Mais voilà, il se trouve qu'on a cru reconnaître dans cette pièce héraldique les armes d'un abbé du mont Saint-Michel, Robert Jolivet. Les dites armes seraient d'ailleurs toujours visibles sur une des tours de la Merveille.
Grâce à Calendrier, rappelons en tout cas qu'elle figurent dans le recueil qu'un élève de Viollet-le-Duc, Edouard Corroyer, a en 1877 (une année fétiche de ce blog) consacré à l'Histoire et aux légendes du mont.
Robert II Jolivet fut effectivement le trentième abbé du Mont, de 1410 à 1444. Il est resté célèbre pour avoir fortifié l'abbaye de 1415 à 1420, avant de passer dans le parti anglais. Malgré cela, les Anglais assiégeant l'abbaye ne purent l'emporter. Juste retour des choses, et gloire à l'Archange!
C'est peut être le moment de rappeler que René Alleau, "historien des sciences" né en 1917 et disciple d'Eugène Canseliet, a non seulement écrit un livre sur les Aspects de l'alchimie traditionnelle (1953), mais aussi a publié un ouvrage sur les Enigmes et symboles du mont Saint-Michel (1970):
http://www.leseditionsdeminuit.com/f/index.php?sp=livAut&auteur_id=1469
Cet abbé Jolivet nous renvoie quoi qu'il en soit par homonymie à François Jollivet-Castelot (1874-1937), alchimiste parfois un peu rapidement rangé parmi les spagyristes ou "hyperchimistes", et dont d'autres au contraire ont voulu faire un fulcanellisable, en tirant justement argument de la présence des armes de Jolivet sur la couverture d'un livre de Fulcanelli. Je fais ici bien sûr allusion à la thèse - et le mot est topique - de Pierre Pelvet (L'alchimie en France de 1900 à 1950, Paris X-Nanterre, 1980).
Je n'ai pas l'intention de m'immiscer dans ce débat, car tel n'est pas l'objet de ce blog. Mais je voudrais tout de même dire quelques mots de ce savant douaisien, que l'on voit ici dans son laboratoire, car le moins que l'on puisse dire est qu'il a marqué l'histoire de l'alchimie occidentale au tournant du XXème siècle. Et aussi parce que certains membres de son entourage sont également de celui de Julien Champagne.
D'abord, hommage à Douai, et secondairement à mon fils, cette cité nordique abrite toujours une école des mines...
Ensuite, quelques mots sur l'oeuvre justement d'un de ses enfants: La vie et l'âme de la matière (1894); L'Hylozoïsme; l'Alchimie (1896), opuscule dans lequel il qualifie l'alchimiste Albert Poisson d'"illustre"; Comment on devient alchimiste (1897) et en 1901 La science alchimique.

Extraits de données de cadres englobants
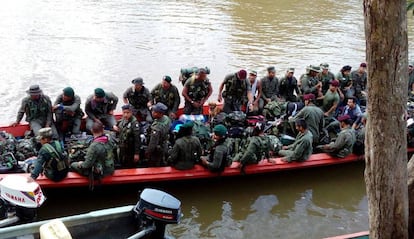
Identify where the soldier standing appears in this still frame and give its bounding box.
[12,85,58,139]
[30,127,69,182]
[123,77,152,122]
[201,124,229,172]
[114,104,141,168]
[168,121,202,170]
[218,70,253,113]
[52,87,83,136]
[145,103,171,167]
[85,88,118,131]
[151,76,181,120]
[318,115,356,158]
[182,68,213,115]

Consigne 1: Mettez à jour le passage de l'article sur l'alchimie en commençant à « Je n'ai pas » et en terminant à « école des mines... », avec « laboratoire » remplacé par « atelier ».
Consigne 2: D'après l'article, de quelle année à quelle année Robert II Jolivet a-t-il été abbé du Mont ?
Ces lignes ne jouent aucun rôle ici.

Réponse rédigée 1:
Je n'ai pas l'intention de m'immiscer dans ce débat, car tel n'est pas l'objet de ce blog. Mais je voudrais tout de même dire quelques mots de ce savant douaisien, que l'on voit ici dans son atelier, car le moins que l'on puisse dire est qu'il a marqué l'histoire de l'alchimie occidentale au tournant du XXème siècle. Et aussi parce que certains membres de son entourage sont également de celui de Julien Champagne.
D'abord, hommage à Douai, et secondairement à mon fils, cette cité nordique abrite toujours une école des mines...

Réponse rédigée 2: De 1410 à 1444.